▶ **EXERCISE REQUIREMENTS**
(1) In the text on the Between the Bars prison blogging platform, duplicate the passage from "U.S. prison populations" up to and including "return to crime.".
(2) According to the text on the Between the Bars prison blogging platform, what happens to comments that visitors leave on the website?

Between the Bars is a blogging platform for prisoners. Because prisoners almost never have access to the internet, the project works by scanning letters from prisoners sent through the postal mail and posting them on the web. Visitors can transcribe the scanned letters. Comments left by visitors to the website are mailed back to the authors in prison.
U.S. prison populations are staggeringly high and growing. The U.S. has 25 percent of the world's prisoners, despite having only 5 percent of it's population — one in every 100 adults (more than any other country, including authoritarian China). One in every three black males will go to prison. Life in prison is not pretty: Prisoners frequently report terrible conditions, including infestation by rodents, fights between inmates, and sexual abuse (often perpetrated by guards). But this is only half the story; when prisoners are released, they face difficult barriers to civic participation. Ex-convicts often face limited rights to vote, lower long-term earning trajectories, and difficulty finding jobs once they get out. Who is willing to hire a recently released ex-convict? Faced with this stigma and poor social safety nets, it's no wonder so many return to crime.
Prisoners have no access to broadcast media, and especially no access to the Internet. Phone service costs in prison can be extortionate — often several dollars per minute. Our project aims to provide a gateway between the Internet and postal mail. This makes it available to nearly all prisoners and places our in the context of existing systems of mail censorship and monitoring used by prisons.

▶ **DATASET CONTENT**
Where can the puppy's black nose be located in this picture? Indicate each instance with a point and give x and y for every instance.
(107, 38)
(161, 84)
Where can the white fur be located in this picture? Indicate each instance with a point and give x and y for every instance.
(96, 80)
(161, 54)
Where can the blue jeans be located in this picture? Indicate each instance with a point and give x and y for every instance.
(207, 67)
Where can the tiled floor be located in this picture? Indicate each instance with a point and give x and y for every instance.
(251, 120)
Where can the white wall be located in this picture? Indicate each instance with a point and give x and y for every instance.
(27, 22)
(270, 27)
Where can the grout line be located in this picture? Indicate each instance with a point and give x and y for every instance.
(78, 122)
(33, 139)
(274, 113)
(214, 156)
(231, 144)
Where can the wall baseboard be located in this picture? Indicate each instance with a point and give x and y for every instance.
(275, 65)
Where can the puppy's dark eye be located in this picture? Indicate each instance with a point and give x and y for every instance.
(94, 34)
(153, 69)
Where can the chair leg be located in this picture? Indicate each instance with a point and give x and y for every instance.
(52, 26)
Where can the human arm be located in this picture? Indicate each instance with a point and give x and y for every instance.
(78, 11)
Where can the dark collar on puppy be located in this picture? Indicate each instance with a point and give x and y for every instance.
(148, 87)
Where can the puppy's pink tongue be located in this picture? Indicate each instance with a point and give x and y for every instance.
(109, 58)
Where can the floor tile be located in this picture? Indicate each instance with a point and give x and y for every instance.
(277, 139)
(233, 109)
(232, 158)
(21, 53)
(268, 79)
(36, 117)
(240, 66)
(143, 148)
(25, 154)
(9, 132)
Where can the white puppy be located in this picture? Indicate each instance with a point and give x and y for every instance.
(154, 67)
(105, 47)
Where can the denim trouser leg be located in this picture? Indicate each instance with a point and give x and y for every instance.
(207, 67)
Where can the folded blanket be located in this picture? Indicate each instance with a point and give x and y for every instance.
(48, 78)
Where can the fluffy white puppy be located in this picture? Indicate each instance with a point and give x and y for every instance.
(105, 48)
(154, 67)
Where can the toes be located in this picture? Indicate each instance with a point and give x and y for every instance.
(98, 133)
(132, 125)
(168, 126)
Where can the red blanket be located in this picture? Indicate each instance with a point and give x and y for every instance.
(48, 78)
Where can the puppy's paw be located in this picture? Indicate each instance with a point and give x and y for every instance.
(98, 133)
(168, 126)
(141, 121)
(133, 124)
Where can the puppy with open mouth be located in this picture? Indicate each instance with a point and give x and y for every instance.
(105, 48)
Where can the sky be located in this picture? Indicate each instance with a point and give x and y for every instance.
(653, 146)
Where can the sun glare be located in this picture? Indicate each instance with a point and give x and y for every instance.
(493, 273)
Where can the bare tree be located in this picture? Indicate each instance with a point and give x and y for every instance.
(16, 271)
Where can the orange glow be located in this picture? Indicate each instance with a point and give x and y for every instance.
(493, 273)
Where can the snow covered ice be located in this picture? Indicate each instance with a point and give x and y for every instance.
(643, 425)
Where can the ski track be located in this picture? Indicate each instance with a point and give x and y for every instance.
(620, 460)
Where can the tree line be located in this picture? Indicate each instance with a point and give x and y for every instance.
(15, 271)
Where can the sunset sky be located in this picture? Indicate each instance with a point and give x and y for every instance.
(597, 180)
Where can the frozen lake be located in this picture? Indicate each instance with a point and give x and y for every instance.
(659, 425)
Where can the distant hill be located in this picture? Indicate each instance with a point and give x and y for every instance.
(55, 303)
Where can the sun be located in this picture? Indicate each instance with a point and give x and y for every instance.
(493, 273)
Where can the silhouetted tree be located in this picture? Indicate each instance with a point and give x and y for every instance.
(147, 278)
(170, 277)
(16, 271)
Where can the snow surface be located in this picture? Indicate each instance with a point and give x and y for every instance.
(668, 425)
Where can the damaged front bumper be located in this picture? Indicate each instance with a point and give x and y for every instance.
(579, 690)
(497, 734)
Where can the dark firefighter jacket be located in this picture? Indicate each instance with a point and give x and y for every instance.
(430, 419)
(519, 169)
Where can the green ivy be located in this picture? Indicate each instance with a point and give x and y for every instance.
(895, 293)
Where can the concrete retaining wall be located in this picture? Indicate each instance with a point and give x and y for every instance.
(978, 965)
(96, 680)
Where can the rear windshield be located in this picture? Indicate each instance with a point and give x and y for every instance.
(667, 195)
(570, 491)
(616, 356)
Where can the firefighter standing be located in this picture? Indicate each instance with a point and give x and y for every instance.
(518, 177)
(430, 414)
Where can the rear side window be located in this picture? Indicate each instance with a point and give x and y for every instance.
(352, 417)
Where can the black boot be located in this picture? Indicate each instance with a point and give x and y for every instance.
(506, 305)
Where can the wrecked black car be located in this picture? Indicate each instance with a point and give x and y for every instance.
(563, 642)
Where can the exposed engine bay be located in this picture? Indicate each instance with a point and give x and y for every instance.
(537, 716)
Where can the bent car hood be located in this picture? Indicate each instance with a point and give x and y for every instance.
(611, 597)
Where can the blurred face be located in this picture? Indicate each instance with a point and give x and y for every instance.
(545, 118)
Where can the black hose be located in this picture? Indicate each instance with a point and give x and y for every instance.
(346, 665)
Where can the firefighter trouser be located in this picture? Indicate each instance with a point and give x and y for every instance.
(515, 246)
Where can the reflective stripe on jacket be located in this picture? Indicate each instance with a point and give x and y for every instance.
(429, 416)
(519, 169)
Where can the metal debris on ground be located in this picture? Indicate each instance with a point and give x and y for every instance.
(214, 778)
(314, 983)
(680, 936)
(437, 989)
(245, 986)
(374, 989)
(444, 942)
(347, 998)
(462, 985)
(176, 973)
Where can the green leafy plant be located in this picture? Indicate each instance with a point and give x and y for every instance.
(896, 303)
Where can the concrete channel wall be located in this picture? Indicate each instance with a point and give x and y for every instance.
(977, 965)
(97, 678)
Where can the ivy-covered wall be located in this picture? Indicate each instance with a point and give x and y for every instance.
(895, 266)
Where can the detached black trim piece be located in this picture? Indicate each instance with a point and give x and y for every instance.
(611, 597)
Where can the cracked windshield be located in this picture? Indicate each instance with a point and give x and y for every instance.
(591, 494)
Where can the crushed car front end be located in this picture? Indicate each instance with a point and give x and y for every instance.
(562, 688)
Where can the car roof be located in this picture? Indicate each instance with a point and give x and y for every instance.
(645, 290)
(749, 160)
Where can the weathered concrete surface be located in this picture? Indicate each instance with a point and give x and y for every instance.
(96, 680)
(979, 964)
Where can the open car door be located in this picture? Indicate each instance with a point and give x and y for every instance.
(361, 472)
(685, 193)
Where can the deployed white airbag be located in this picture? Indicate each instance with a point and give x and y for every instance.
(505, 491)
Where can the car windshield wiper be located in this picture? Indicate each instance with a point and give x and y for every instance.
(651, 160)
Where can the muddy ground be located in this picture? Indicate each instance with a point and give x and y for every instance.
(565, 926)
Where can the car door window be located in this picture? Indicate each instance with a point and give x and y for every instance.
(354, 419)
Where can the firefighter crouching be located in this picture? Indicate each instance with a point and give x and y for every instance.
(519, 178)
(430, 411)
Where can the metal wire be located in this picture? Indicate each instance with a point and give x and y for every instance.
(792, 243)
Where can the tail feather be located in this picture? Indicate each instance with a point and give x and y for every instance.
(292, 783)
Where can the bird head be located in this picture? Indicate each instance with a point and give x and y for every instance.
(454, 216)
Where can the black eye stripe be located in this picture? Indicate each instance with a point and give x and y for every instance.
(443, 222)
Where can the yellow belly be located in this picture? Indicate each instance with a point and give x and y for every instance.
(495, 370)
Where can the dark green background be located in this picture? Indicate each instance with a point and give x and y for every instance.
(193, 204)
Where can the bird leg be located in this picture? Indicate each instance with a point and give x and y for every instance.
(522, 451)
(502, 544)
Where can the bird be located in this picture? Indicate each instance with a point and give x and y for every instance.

▶ **IN RESPONSE**
(1)
U.S. prison populations are staggeringly high and growing. The U.S. has 25 percent of the world's prisoners, despite having only 5 percent of it's population — one in every 100 adults (more than any other country, including authoritarian China). One in every three black males will go to prison. Life in prison is not pretty: Prisoners frequently report terrible conditions, including infestation by rodents, fights between inmates, and sexual abuse (often perpetrated by guards). But this is only half the story; when prisoners are released, they face difficult barriers to civic participation. Ex-convicts often face limited rights to vote, lower long-term earning trajectories, and difficulty finding jobs once they get out. Who is willing to hire a recently released ex-convict? Faced with this stigma and poor social safety nets, it's no wonder so many return to crime.

(2) They are mailed back to the authors in prison.